> _Task brief_:
Render the records below as a numbered list, one entry per line, skipping blank lines and leaving out the pictures.
———
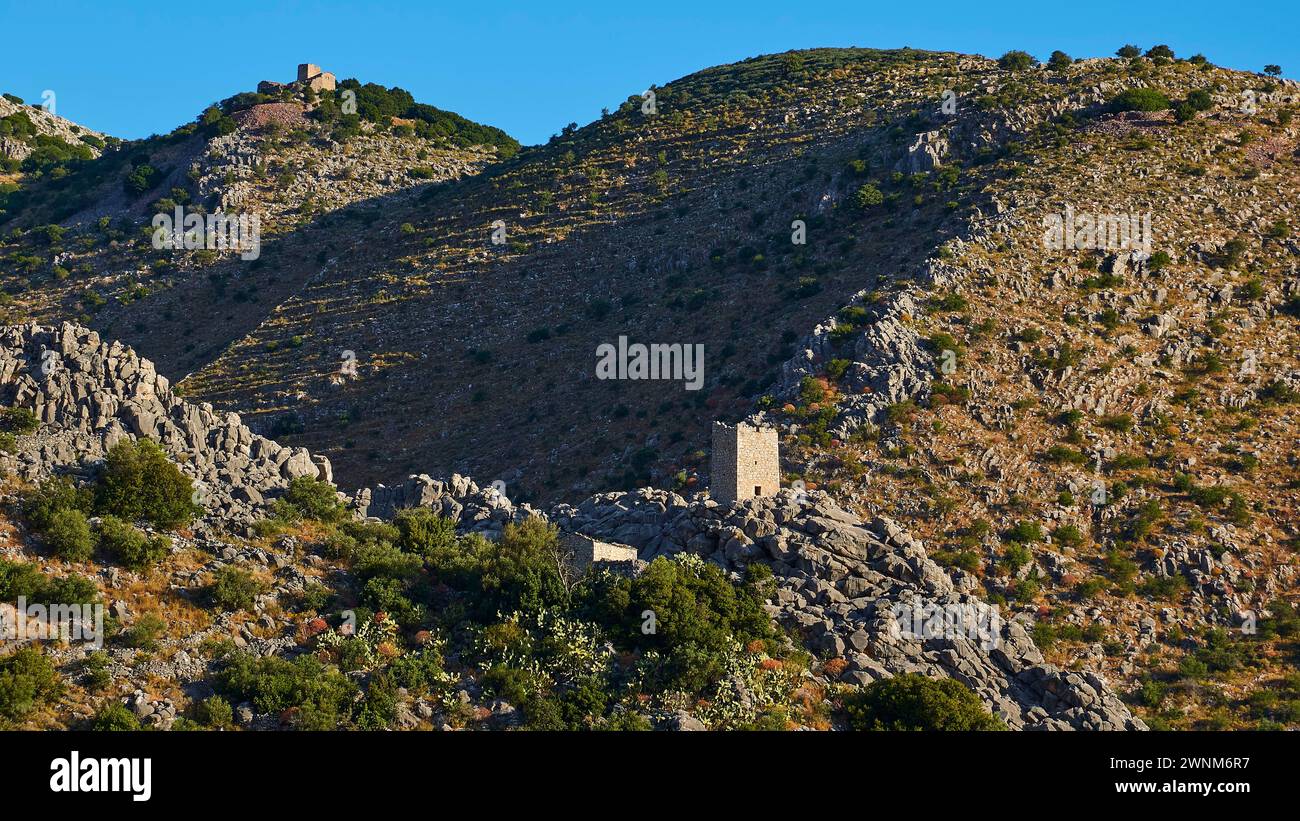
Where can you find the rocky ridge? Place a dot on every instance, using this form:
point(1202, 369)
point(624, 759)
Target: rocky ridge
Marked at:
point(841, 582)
———
> _Response for this exercise_:
1. Where can you find the rocky ridge? Place a dot on every instance, using this form:
2. point(1202, 369)
3. point(624, 759)
4. Target: rocky ridge
5. Marked at:
6. point(841, 582)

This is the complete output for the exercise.